>> start Page extract

The Future of the Submarine

by Aleister Crowley

"Old England had a nafy;
Dey had de fifteen-inch,
So many und so long dey vas
Dey tink dey hav a cinch.
De pootiest shells in all de vurld,
Dey vayed 'pout two tausend pound;
Und efery time dat Vinston shpeak
He make der vurld resound.

Old England had a nafy;
I dells you it cost her dear;
Dey plewed in more ash dvendy-vife
Off millions efery year;
Und vhenefer dey launch anofer ship
Ed English gifes a cheer,
I dinks dot so vine a nafy
Nefer sailed dis erdlich sphere.

Old England had a nafy;
Dey haf vun 'Vistory,'
Vun 'Driumph,' vun 'Invincible,'
Dot sailed upon der sea.
Dey haf two hoondred 'Dreadnought.'
Und super-Dreadnoghts ash vell;
But de bride of all der navy
Vos der prave 'Unsinkable.'

Old England had a nafy;
Like fans der men vos rooty,
Ven out of Luxhafen der com
Vun klein' Unterseeboote.
Und ven der nafy see him come
Dey dink of der Chudgment Day.
And ash qvick as dey can vot vos left of dem
Vos sguttling out of der vay.

Old England had a nafy,
Vhere ish dot navy now?
Vhere ish de lofely brazen cloud
Dot vos on Vinston's prow?
Vhere ish de Mishtress of de seas
Dot kept dem bottled tight?
All goned away mit de torpedo --
Avay in de evigkeit!"

             Hans Breitman in 1915.


I

Until the war broke out, nobody was sure as to whether there was any value in the submarine. In England we enjoyed, even more than we were edified by, the spectacle of British Admirals quarrelling like schoolboys, saucing each other like lydies on the lush, and intriguing against each other like Mexican Generals, on account of the divergence of their views. For all such views were academic and speculative. The lesson of maoeuvres taught nothing but the theories of the umpire. It was all guesswork.
      There is a snake in Burma called Russell's Viper. It is the only animal which makes the Buddhist violate his first principle of not taking life. For it is a gamble; if you see it first, you kill it; if it sees you first, it kills you. The submarine is the Russell's Viper of the water, and the practical question was "Would it see you first?" This could not be tested until the war. Old gentlemen in Pall Mall Clubs wrote elaborately to the Times the most convincing arguments; but nobody knew, as we know now.

>> end Page extract

> **Set exercise 1**:
Copy out the whole submarine passage word for word.
The submarine passage and the records come from unrelated sources.

>> start Data lines

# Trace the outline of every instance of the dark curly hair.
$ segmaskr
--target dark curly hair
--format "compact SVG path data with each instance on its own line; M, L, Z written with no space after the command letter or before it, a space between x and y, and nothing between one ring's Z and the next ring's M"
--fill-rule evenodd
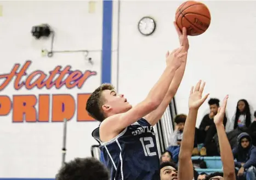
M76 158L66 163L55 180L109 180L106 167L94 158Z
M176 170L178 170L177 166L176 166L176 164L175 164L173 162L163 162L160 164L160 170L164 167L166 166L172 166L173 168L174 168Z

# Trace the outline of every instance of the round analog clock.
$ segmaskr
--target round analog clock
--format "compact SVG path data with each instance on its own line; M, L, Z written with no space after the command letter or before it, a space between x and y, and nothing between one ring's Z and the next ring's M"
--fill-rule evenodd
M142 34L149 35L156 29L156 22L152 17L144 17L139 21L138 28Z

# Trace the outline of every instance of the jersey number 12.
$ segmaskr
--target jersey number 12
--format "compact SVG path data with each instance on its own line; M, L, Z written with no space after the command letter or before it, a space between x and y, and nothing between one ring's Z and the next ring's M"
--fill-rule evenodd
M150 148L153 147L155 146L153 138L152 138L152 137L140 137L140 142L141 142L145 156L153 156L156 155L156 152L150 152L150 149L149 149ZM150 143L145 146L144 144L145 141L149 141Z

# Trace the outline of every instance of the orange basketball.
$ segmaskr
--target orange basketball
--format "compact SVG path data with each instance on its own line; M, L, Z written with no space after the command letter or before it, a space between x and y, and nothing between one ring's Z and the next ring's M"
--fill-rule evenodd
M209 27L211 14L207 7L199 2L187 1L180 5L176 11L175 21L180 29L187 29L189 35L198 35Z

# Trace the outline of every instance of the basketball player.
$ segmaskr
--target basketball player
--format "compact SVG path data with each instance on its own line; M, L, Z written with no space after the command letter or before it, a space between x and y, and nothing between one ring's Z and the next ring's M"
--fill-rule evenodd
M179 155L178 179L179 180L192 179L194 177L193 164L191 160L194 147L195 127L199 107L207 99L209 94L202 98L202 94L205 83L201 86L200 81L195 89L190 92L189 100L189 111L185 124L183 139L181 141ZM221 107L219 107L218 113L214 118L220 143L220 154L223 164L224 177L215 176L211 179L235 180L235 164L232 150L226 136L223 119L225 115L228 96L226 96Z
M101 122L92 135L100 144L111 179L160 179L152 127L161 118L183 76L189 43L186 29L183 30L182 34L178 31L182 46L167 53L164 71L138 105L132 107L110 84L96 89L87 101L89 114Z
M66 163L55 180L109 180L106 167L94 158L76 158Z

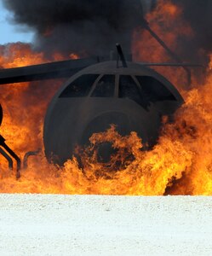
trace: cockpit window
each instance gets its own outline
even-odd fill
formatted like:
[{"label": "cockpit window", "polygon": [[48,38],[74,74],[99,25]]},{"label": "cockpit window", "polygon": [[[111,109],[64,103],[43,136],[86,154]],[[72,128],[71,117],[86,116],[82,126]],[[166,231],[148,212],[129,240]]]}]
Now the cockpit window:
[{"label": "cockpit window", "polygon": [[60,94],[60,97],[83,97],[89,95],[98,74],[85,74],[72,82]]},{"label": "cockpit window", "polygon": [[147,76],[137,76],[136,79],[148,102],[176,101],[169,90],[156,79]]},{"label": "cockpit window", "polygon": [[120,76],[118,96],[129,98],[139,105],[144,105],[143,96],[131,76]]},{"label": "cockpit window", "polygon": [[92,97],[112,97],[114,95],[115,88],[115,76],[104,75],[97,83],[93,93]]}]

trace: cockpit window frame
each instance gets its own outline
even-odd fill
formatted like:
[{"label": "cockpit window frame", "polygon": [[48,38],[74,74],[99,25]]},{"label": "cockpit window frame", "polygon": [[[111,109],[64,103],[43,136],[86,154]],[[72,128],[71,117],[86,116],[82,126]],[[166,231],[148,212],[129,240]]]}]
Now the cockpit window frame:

>> end Data lines

> **Set exercise 2**:
Reproduce the records from their first line through the line containing "M209 27L211 14L207", including both of those lines. Leave the pictures out.

> **Written reply 1**:
The Future of the Submarine

by Aleister Crowley

"Old England had a nafy;
Dey had de fifteen-inch,
So many und so long dey vas
Dey tink dey hav a cinch.
De pootiest shells in all de vurld,
Dey vayed 'pout two tausend pound;
Und efery time dat Vinston shpeak
He make der vurld resound.

Old England had a nafy;
I dells you it cost her dear;
Dey plewed in more ash dvendy-vife
Off millions efery year;
Und vhenefer dey launch anofer ship
Ed English gifes a cheer,
I dinks dot so vine a nafy
Nefer sailed dis erdlich sphere.

Old England had a nafy;
Dey haf vun 'Vistory,'
Vun 'Driumph,' vun 'Invincible,'
Dot sailed upon der sea.
Dey haf two hoondred 'Dreadnought.'
Und super-Dreadnoghts ash vell;
But de bride of all der navy
Vos der prave 'Unsinkable.'

Old England had a nafy;
Like fans der men vos rooty,
Ven out of Luxhafen der com
Vun klein' Unterseeboote.
Und ven der nafy see him come
Dey dink of der Chudgment Day.
And ash qvick as dey can vot vos left of dem
Vos sguttling out of der vay.

Old England had a nafy,
Vhere ish dot navy now?
Vhere ish de lofely brazen cloud
Dot vos on Vinston's prow?
Vhere ish de Mishtress of de seas
Dot kept dem bottled tight?
All goned away mit de torpedo --
Avay in de evigkeit!"

             Hans Breitman in 1915.


I

Until the war broke out, nobody was sure as to whether there was any value in the submarine. In England we enjoyed, even more than we were edified by, the spectacle of British Admirals quarrelling like schoolboys, saucing each other like lydies on the lush, and intriguing against each other like Mexican Generals, on account of the divergence of their views. For all such views were academic and speculative. The lesson of maoeuvres taught nothing but the theories of the umpire. It was all guesswork.
      There is a snake in Burma called Russell's Viper. It is the only animal which makes the Buddhist violate his first principle of not taking life. For it is a gamble; if you see it first, you kill it; if it sees you first, it kills you. The submarine is the Russell's Viper of the water, and the practical question was "Would it see you first?" This could not be tested until the war. Old gentlemen in Pall Mall Clubs wrote elaborately to the Times the most convincing arguments; but nobody knew, as we know now.

> **Written reply 2**:
# Trace the outline of every instance of the dark curly hair.
$ segmaskr
--target dark curly hair
--format "compact SVG path data with each instance on its own line; M, L, Z written with no space after the command letter or before it, a space between x and y, and nothing between one ring's Z and the next ring's M"
--fill-rule evenodd
M76 158L66 163L55 180L109 180L106 167L94 158Z
M176 170L178 170L177 166L176 166L176 164L175 164L173 162L163 162L160 164L160 170L164 167L166 166L172 166L173 168L174 168Z

# Trace the outline of every instance of the round analog clock.
$ segmaskr
--target round analog clock
--format "compact SVG path data with each instance on its own line; M, L, Z written with no space after the command letter or before it, a space between x and y, and nothing between one ring's Z and the next ring's M"
--fill-rule evenodd
M142 34L149 35L156 29L156 22L152 17L144 17L139 21L138 28Z

# Trace the outline of every instance of the jersey number 12.
$ segmaskr
--target jersey number 12
--format "compact SVG path data with each instance on its own line; M, L, Z written with no space after the command letter or before it, a space between x and y, and nothing between one ring's Z and the next ring's M"
--fill-rule evenodd
M150 148L153 147L155 146L153 138L152 138L152 137L140 137L140 142L141 142L145 156L153 156L156 155L156 152L150 152L150 149L149 149ZM150 143L145 146L144 144L145 141L149 141Z

# Trace the outline of every instance of the orange basketball.
$ segmaskr
--target orange basketball
--format "compact SVG path data with each instance on its own line; M, L, Z written with no space after the command letter or before it, a space between x and y, and nothing between one ring's Z and the next ring's M"
--fill-rule evenodd
M209 27L211 14L207 7L199 2L187 1L180 5L176 11L175 21L180 29L187 29L189 35L198 35Z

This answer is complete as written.